• **EXERCISE MATERIALS**:
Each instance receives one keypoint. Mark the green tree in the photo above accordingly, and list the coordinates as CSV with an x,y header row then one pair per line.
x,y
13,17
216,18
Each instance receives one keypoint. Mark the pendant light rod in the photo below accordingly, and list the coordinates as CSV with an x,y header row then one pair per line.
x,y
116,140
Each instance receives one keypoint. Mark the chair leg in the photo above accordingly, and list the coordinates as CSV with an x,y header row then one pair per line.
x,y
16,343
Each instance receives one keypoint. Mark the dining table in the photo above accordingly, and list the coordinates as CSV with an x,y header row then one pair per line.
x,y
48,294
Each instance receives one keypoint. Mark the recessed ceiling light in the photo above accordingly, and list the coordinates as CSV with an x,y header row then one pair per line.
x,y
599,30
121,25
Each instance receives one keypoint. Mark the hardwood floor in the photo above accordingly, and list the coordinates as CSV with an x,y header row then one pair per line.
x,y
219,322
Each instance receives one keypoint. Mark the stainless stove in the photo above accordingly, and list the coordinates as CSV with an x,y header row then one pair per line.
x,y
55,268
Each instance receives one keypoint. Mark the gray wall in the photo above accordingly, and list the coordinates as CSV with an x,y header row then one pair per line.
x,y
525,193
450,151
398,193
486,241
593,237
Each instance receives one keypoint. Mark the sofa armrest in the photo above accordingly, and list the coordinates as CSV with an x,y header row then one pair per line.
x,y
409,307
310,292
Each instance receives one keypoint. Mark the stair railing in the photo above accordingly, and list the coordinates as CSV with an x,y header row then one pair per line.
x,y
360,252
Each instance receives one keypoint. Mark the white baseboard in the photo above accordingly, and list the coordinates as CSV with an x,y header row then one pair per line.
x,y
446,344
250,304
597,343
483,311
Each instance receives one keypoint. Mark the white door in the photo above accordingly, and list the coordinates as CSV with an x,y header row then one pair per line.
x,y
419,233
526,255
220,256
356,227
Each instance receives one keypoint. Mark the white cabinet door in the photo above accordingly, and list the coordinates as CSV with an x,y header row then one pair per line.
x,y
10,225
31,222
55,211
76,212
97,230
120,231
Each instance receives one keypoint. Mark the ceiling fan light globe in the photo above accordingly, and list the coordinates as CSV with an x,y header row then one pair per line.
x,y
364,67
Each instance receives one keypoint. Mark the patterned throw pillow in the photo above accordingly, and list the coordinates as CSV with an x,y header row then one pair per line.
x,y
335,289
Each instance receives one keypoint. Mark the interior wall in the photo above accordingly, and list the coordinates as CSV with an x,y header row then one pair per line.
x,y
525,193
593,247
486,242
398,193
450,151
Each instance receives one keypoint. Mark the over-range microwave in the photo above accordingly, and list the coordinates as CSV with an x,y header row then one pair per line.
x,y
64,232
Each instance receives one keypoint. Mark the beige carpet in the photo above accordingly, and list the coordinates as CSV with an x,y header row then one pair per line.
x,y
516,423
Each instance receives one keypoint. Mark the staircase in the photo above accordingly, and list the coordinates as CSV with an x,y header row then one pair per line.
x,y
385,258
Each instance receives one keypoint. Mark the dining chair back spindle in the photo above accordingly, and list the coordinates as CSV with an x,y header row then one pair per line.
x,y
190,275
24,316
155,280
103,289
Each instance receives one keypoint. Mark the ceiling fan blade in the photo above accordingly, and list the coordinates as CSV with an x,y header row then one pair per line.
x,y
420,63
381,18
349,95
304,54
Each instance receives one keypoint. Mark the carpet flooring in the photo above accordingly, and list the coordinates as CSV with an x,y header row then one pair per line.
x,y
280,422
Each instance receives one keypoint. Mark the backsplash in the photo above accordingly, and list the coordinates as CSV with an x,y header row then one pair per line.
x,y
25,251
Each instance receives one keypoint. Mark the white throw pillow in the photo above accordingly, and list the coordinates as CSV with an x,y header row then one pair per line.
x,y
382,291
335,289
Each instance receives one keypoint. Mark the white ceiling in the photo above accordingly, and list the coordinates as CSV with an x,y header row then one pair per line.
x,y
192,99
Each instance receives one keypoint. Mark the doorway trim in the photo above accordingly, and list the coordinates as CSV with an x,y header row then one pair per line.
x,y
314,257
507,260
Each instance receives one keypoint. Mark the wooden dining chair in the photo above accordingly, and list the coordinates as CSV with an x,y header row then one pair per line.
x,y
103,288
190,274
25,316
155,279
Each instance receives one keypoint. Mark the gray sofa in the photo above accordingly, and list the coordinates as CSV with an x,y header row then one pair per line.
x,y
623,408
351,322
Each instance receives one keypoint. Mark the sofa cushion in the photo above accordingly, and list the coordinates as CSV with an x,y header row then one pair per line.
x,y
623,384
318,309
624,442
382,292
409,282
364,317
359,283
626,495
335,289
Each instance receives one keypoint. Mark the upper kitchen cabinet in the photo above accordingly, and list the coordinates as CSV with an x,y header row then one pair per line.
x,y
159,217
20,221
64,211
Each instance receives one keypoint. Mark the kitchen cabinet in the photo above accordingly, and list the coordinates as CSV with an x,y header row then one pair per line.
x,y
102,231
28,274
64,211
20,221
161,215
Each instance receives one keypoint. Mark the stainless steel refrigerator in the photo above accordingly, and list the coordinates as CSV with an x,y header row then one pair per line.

• **AIM**: Write out the data again, exactly and in full.

• **ANSWER IN FULL**:
Each instance receives one keypoint. Mark the green tree in the photo above accordingly, and list the coordinates as CSV with an x,y header row then one pair per line.
x,y
13,17
216,18
Each instance receives one keypoint. Mark the pendant light rod in the photo below accordingly, and list the coordinates as CSV with an x,y header row then one pair per line.
x,y
116,140
Each instance receives one keypoint. Mark the chair leg in the photo above accordingly, and list the coordinates as CSV with an x,y header row then one pair per line.
x,y
16,343
Each instance receives one keypoint. Mark the dining table in the photo above accordingly, and list the coordinates as CSV with an x,y header row then one pair per line.
x,y
48,294
Each instance receives one keypoint. Mark the recessed ceiling light in the photo above accordingly, and list the coordinates as CSV with an x,y header row then one pair per line.
x,y
599,30
121,25
Each instance receives one keypoint. Mark the hardwood floor in the photo above accordingly, and list the coordinates as CSV with an x,y header row then one pair per line.
x,y
219,322
Each instance receives one keypoint. Mark the stainless stove in the photo above accordingly, and list the coordinates as CSV with an x,y header row then one pair per line.
x,y
55,268
Each instance receives one keypoint. Mark the gray wall in the photo above accordingly, and list the coordinates as CSV with an x,y header row then one pair per line.
x,y
525,193
450,151
398,193
486,241
593,237
Each instance receives one keypoint. Mark the sofa armrest in the photo above accordingly, and list the coordinates as CSV with an x,y header row then one pair per line.
x,y
409,307
310,292
Each instance receives one keypoint. Mark the stair railing in the photo above accordingly, and list the coordinates as CSV with an x,y header row then one pair per line.
x,y
360,252
Each instance receives one keypoint. Mark the white baseboard in the photo above accordingly, and list the coordinates as CSV with an x,y header row then one pair per line.
x,y
446,344
250,304
597,343
483,311
Each instance receives one keypoint. Mark the white door in the photo above accordingly, and list the coordinates as CSV with an x,y header row then one pair per line.
x,y
419,233
526,255
220,256
356,227
Each instance receives one keypoint. Mark the white cabinet door in the photo above accordingly, and list the coordinates as CSV with an x,y header row then one pair per line.
x,y
10,225
31,222
55,211
76,212
97,230
120,231
Each instance receives one keypoint. Mark the ceiling fan light globe in the photo above accordingly, and list the coordinates as CSV with an x,y header row then one pair per line.
x,y
364,67
Each instance receives one keypoint. Mark the patterned throw pillow in the photo above accordingly, and list the coordinates as CSV with an x,y header row then one pair per line.
x,y
335,289
Each instance receives one keypoint. Mark the interior wall in the photo above accordingly, and list the coordinates as CSV with an x,y header row then one pair per line.
x,y
525,193
593,247
486,242
398,193
450,151
Each instance receives one keypoint. Mark the over-range microwave in the photo above accordingly, and list the coordinates as CSV with an x,y header row then one pair per line.
x,y
64,232
Each instance receives one keypoint. Mark the beige carpet in the photo above accordingly, and list the coordinates as CSV with an x,y header row then one pair per line.
x,y
516,423
Each instance receives one keypoint. Mark the staircase in the photo above accordingly, and list the coordinates as CSV with an x,y header row then one pair per line.
x,y
385,258
Each instance receives one keypoint. Mark the dining chair back spindle in the photo above accordingly, and list the coordinates as CSV with an x,y header row then one pair per line.
x,y
190,275
24,316
155,280
103,289
Each instance receives one keypoint. Mark the ceiling fan blade in the photo above accordingly, and list the coordinates as CSV with an x,y header row then one pair per line.
x,y
420,63
381,18
349,95
304,54
Each instance receives one keypoint. Mark the carpet flooring in the photo above accordingly, and list the coordinates as CSV with an x,y header row then one pair per line.
x,y
280,422
Each instance receives one keypoint. Mark the backsplash in the photo above accordingly, and list the coordinates as CSV with an x,y header row then one pair per line.
x,y
25,251
Each instance receives one keypoint. Mark the white throw pillow in the photo above accordingly, and list the coordinates as CSV with an x,y header row then one pair per line.
x,y
382,291
335,289
Each instance receives one keypoint. Mark the white ceiling in the photo above accordingly, and list the coordinates as CSV with an x,y header row then one pair per line.
x,y
192,99
Each instance receives one keypoint. Mark the doorway trim in the photo above accordingly, and list the coordinates as CSV with an x,y header row then one pair per line.
x,y
314,257
507,260
Each instance receives one keypoint. Mark the wooden dining chair in the photo above accordingly, and list the coordinates as CSV with an x,y header row then one pair per line.
x,y
103,288
190,274
25,316
155,279
Each instance receives one keypoint. Mark the gray sofa in the photo above accordingly, and list the coordinates as CSV with an x,y header row then one pair per line.
x,y
623,408
351,322
Each instance receives one keypoint. Mark the sofa cushion in the photo above accordingly, and list the coordinates as CSV with an x,y header row then one pair per line.
x,y
623,384
318,309
624,442
382,292
409,282
364,317
359,283
626,495
335,289
Each instance receives one keypoint. Mark the upper kitchen cabinet in the photo above accordingly, and list the coordinates as CSV with an x,y header row then one pair per line.
x,y
159,217
20,221
64,211
Each instance receives one keypoint. Mark the kitchen cabinet in the photo above accordingly, and list the coordinates as CSV with an x,y header row then one pair per line.
x,y
102,231
28,274
64,211
20,221
161,215
Each instance receives one keypoint. Mark the stainless steel refrigerator in the photo above accordingly, and list the coordinates as CSV with an x,y header row then one pair per line.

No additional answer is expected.